Please print everything from "## that_girl (Jul" down to "showing your emotions." in the forum thread below, word for word.

> [SELECTED EXTRACT]:
## begin
# kids caught me



## proudwidaddy (Dec 26, 2011)

I've had the kids since Friday night, we've had a great weekend so far. I got a little sad this morning thinking about stbxw, I could tell I was going to cry. Went to the bathroom to cry but the kids caught me. I feel bad that they saw me sad.
_Posted via Mobile Device_


----------



## that_girl (Jul 6, 2011)

Don't feel bad. Dads cry too. This is a traumatic time. They need to see you are sad about it too...cause they may be as well.


----------



## Traggy (Jan 26, 2012)

Do not ever be ashamed of showing your emotions.


----------



## bandit.45 (Feb 8, 2012)

They will tell his wife, and she will send him an e-mail telling him to act like a man and grow up. That has been her MO so far. This woman who he worships on a pedestal is a stone-cold b!tch.


----------



## Cogo123 (Jan 5, 2012)

Proud~it is good for your kids to see you cry. That way when they need to show their emotions they will know it is a normal reaction to what is happening. 
Bandit~wow...that is sad to think his stbxw would be that mean and obnoxious.
I really hope he realizes that is not how all women are or are supposed to be.
_Posted via Mobile Device_


----------



## bandit.45 (Feb 8, 2012)

Cogo123 said:


> Proud~it is good for your kids to see you cry. That way when they need to show their emotions they will know it is a normal reaction to what is happening.
> Bandit~wow...that is sad to think his stbxw would be that mean and obnoxious.
> I really hope he realizes that is not how all women are or are supposed to be.
> _Posted via Mobile Device_


Go back and read his original thread. She caught him crying in front of her dad and said the same thing to him... humiliated him in front of her parents.


----------



## Beowulf (Dec 7, 2011)

bandit.45 said:


> Go back and read his original thread. She caught him crying in front of her dad and said the same thing to him... humiliated him in front of her parents.


The karma bus will catch up to her. It never runs out of gas.


----------



## canguy66 (Dec 18, 2011)
## end
> [PROVIDED DATA]:
## begin
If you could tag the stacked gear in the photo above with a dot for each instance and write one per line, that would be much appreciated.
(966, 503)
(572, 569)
## end
> [SOLUTION TO THIS EXERCISE]:
## that_girl (Jul 6, 2011)

Don't feel bad. Dads cry too. This is a traumatic time. They need to see you are sad about it too...cause they may be as well.


----------



## Traggy (Jan 26, 2012)

Do not ever be ashamed of showing your emotions.